(Entries from a pointing dataset)
● ● ● ●

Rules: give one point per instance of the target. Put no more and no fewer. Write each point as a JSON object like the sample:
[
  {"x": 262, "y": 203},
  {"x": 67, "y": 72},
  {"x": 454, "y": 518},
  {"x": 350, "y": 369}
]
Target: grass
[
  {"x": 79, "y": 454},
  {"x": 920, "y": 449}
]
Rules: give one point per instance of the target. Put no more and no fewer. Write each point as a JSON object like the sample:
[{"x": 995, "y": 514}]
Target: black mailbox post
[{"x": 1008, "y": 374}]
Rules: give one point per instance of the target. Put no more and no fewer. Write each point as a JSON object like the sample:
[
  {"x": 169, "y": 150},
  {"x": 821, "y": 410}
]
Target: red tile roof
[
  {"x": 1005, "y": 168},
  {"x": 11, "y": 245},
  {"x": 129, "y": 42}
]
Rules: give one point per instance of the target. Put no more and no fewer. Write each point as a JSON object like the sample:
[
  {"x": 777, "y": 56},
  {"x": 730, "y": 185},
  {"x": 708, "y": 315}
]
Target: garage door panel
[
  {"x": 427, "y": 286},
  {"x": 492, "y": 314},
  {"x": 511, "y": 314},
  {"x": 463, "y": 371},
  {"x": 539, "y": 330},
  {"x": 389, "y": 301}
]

● ● ● ●

Please write out all of the items above again in full, including their requests, with every coordinate in the answers multiplied by 1.1 and rounded to the nearest whole number, halves rounded up. Leave the numbers in the requests and in their format samples unchanged.

Rules: give one point per instance of the target. Put no more and no fewer. Write each point as a JSON object like the sample:
[
  {"x": 262, "y": 203},
  {"x": 67, "y": 72},
  {"x": 454, "y": 518},
  {"x": 350, "y": 369}
]
Target: grass
[
  {"x": 87, "y": 499},
  {"x": 1012, "y": 494}
]
Rules: give one point per instance of the target. Put no more and no fewer. Write each point as a JSON object like the sample:
[{"x": 995, "y": 514}]
Target: black mailbox post
[{"x": 1109, "y": 411}]
Rules: give one point per instance of the target. Put no more and no fewer. Write each point as a JSON object like the sample:
[
  {"x": 169, "y": 150},
  {"x": 821, "y": 410}
]
Target: red tile roof
[
  {"x": 1106, "y": 185},
  {"x": 12, "y": 270},
  {"x": 142, "y": 46}
]
Rules: give one point per instance of the target. Put no more and no fewer. Write each point as a JSON object like the sample:
[
  {"x": 777, "y": 56},
  {"x": 730, "y": 185},
  {"x": 708, "y": 315}
]
Target: garage door panel
[
  {"x": 470, "y": 315},
  {"x": 541, "y": 345},
  {"x": 562, "y": 345},
  {"x": 509, "y": 408},
  {"x": 593, "y": 363},
  {"x": 428, "y": 331}
]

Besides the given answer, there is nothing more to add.